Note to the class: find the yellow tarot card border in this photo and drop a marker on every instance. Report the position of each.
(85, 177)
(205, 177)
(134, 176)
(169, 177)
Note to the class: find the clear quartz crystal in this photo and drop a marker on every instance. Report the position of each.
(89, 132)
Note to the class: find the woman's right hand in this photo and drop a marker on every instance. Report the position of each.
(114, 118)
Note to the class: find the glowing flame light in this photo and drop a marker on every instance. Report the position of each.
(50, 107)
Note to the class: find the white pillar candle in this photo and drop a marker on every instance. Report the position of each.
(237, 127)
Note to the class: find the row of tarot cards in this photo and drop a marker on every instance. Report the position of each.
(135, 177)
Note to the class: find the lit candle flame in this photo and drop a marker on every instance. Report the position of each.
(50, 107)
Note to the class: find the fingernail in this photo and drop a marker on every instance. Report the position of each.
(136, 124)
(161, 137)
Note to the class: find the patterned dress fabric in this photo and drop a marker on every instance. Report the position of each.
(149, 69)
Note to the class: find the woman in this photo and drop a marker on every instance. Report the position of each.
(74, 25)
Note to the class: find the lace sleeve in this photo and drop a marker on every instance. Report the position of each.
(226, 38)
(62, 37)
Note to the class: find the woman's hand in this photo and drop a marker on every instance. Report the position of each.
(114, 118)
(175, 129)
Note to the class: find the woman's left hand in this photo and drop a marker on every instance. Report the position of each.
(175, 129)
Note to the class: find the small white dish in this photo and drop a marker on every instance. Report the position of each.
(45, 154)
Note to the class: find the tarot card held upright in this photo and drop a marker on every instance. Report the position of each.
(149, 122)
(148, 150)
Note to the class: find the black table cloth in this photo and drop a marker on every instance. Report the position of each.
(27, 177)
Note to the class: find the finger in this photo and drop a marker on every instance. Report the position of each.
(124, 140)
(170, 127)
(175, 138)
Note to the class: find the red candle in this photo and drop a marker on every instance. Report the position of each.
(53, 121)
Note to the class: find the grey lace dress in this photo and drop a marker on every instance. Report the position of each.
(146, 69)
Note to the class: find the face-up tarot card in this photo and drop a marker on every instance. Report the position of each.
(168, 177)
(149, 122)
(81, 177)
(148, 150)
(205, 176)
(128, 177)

————

### [THE TASK]
Send back all the records above word for word.

### [PROBLEM SOLUTION]
Note to the class: find the yellow tarot card border in this photo and drop a marker on every instance. Report the position of each.
(85, 177)
(205, 177)
(134, 176)
(169, 177)
Note to the class: find the clear quartz crystal in this photo and drop a marker on every instance. Report the position of each.
(89, 132)
Note to the class: find the woman's right hand in this photo and drop a marker on every instance. Report the position of each.
(114, 118)
Note to the class: find the glowing flame light in this photo and drop a marker on every instance. Report the position of each.
(50, 107)
Note to the class: find the white pillar candle in this photo and drop a marker on every instance. Report the position of each.
(237, 127)
Note to the class: find the row of tarot cards in this photo and drop a marker on every instance. Report the position of each.
(135, 177)
Note to the class: find the lit candle flame in this photo and drop a marker on every instance. Report the position of each.
(50, 107)
Note to the class: find the fingernail in this photo and drop a marker on every instance. Report the position of each.
(136, 124)
(161, 137)
Note to the class: find the patterned dress fabric in this photo and drop a marker on every instance. Report the position of each.
(149, 69)
Note to the class: find the woman in this photo and drop a marker on every instance. Report the position of each.
(74, 25)
Note to the class: find the lace sleeve in this photo and drop a marker on every instance. Report the position of each.
(226, 38)
(62, 37)
Note to the class: find the woman's hand in this photo and drop a marker on every instance. Report the position of each.
(114, 118)
(175, 129)
Note to the class: find the woman's left hand in this photo and drop a marker on every instance. Report the position of each.
(175, 129)
Note to the class: find the small white dish in this photo and drop a marker on every instance. Report the position of each.
(45, 154)
Note to the class: find the tarot card held upright in this photo and drop a marker on every instance. Report the position of each.
(149, 122)
(148, 150)
Note to the class: find the black table cloth in this photo and drop a marker on every instance. Report the position of each.
(27, 177)
Note to the class: find the finger in this photo and drop a marker on every instance. Report the position of each.
(124, 140)
(170, 127)
(175, 138)
Note to the class: find the red candle in this photo and drop a marker on every instance. Report the position of each.
(53, 121)
Note to the class: find the grey lace dress in this photo and drop a marker on every instance. Report the position of each.
(146, 69)
Note to the class: find the face-up tarot card in this photo and drop a marker on every instance. Report the position of each.
(168, 177)
(149, 122)
(81, 177)
(148, 150)
(205, 176)
(128, 177)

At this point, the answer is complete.